### Source data
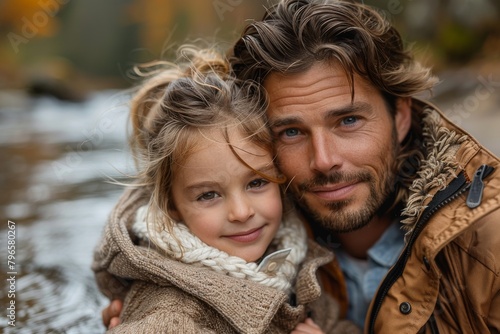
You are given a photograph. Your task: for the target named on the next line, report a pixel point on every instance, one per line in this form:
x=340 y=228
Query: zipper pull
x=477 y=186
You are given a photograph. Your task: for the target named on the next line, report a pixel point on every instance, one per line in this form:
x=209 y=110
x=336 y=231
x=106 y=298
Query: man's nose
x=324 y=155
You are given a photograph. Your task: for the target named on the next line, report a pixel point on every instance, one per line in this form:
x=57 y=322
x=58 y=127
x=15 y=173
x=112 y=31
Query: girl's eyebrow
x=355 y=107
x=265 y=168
...
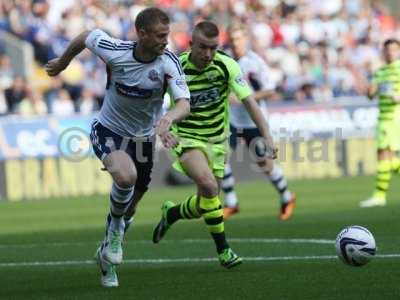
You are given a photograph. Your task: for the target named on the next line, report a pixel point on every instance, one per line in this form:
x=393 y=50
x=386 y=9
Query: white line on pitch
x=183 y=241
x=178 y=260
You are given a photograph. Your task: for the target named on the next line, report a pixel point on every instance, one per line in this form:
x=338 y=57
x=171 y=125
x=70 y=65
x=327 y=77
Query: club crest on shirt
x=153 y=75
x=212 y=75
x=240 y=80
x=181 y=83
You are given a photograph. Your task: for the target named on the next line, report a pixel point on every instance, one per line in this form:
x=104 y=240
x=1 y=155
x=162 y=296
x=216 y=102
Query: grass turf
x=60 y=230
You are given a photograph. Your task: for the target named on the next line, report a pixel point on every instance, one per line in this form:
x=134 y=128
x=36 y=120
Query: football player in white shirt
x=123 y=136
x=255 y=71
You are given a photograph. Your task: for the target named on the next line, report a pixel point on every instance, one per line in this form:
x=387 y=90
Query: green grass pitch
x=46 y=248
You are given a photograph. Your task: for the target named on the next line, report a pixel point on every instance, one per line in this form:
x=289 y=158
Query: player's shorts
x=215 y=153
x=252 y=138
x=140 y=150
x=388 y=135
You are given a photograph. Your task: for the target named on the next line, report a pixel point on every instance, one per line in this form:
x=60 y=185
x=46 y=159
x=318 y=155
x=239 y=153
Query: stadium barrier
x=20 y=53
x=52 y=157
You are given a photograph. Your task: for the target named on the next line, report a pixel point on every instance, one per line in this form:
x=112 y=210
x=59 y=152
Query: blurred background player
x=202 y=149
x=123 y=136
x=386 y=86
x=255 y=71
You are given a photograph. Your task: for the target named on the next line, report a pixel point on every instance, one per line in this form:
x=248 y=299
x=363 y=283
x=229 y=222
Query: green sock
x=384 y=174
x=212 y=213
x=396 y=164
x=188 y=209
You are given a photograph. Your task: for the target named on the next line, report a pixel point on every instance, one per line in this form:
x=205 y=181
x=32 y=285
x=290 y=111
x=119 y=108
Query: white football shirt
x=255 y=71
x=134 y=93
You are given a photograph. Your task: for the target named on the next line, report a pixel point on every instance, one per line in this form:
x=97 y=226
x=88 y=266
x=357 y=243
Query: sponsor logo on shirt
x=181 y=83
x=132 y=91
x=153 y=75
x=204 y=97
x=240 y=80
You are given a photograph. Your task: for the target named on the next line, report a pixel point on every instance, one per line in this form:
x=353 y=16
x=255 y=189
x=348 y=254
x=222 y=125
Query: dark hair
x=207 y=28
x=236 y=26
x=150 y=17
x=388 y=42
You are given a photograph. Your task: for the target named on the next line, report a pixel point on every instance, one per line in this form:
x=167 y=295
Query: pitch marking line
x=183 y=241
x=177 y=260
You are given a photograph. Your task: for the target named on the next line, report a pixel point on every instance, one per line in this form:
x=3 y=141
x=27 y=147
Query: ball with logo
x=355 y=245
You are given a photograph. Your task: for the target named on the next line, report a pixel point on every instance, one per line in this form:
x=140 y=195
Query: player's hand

### What is required
Filter the records above to the lines that contain the word "logo", and copy each of those lines.

### Task solution
Query: sponsor logo on shirt
Query: ball with logo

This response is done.